::: Text under study

My mother seemed jumpy around me tonight, like if she says the wrong thing, I will flip my shit and yell at her. They think I'm fragile. No, I'm just abused and traumatized, but I want to talk to about it, because I'm tired of the anxiety and flashbacks, and sick to death of getting the Mormon stink-eye from people who think the Mormon grapevine gives them the right to pretend to the spirit of discernment. I know how that works, you fuckwits. But I'm trying to play nice and rebuild some bridges. There is an element of emotional leverage against my dad in all this, but only because I embarrass him. He is embarassed that I am not the pristine son he used to have, only that was a facade. I was dying inside and not because of sin. Fuck Mormonism, and fuck my dad for thinking I had a bad time in the church only because I was the only child he had vaccinated and it gave me autism or some shit. I also recently heard that my believing brothers think Chief turned gay when he got his shots to go to Australia. Why do I even bother? They're lost. They're hopeless. Why do I let them bother me so much? It's because I'm angry and desperate for all this bullshit to mean something, like it led to us to have stronger relationships or whatever. Their brains are consumed with culty bullshit. They are exhibiting more signs of addiction and addictive thinking than I ever did, but I'm the piece of shit and I'm the fragile one.
I just can't anymore. What am I going to do with the rest of my life? Spending it around them is just... bleh. I thought reconnecting with everyone was what I wanted. I'm not sure what I want. My cousin was reading my posts and shot me a text saying that I'm acting crazy with reckless abandon.

::::::

**Task to complete**:
Summarize the family post above in two sentences.

::: Supplied material

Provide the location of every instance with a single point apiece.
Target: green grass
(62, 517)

::::::

**Solution for this task**:
The writer feels treated as fragile by family, resents the judgment of Mormon acquaintances and a father who blames a childhood vaccination for the writer's bad time in the church, yet is trying to rebuild bridges. No longer sure that reconnecting with everyone is what the writer wants, the writer has been told by a cousin who read the posts that the writer is acting crazy with reckless abandon.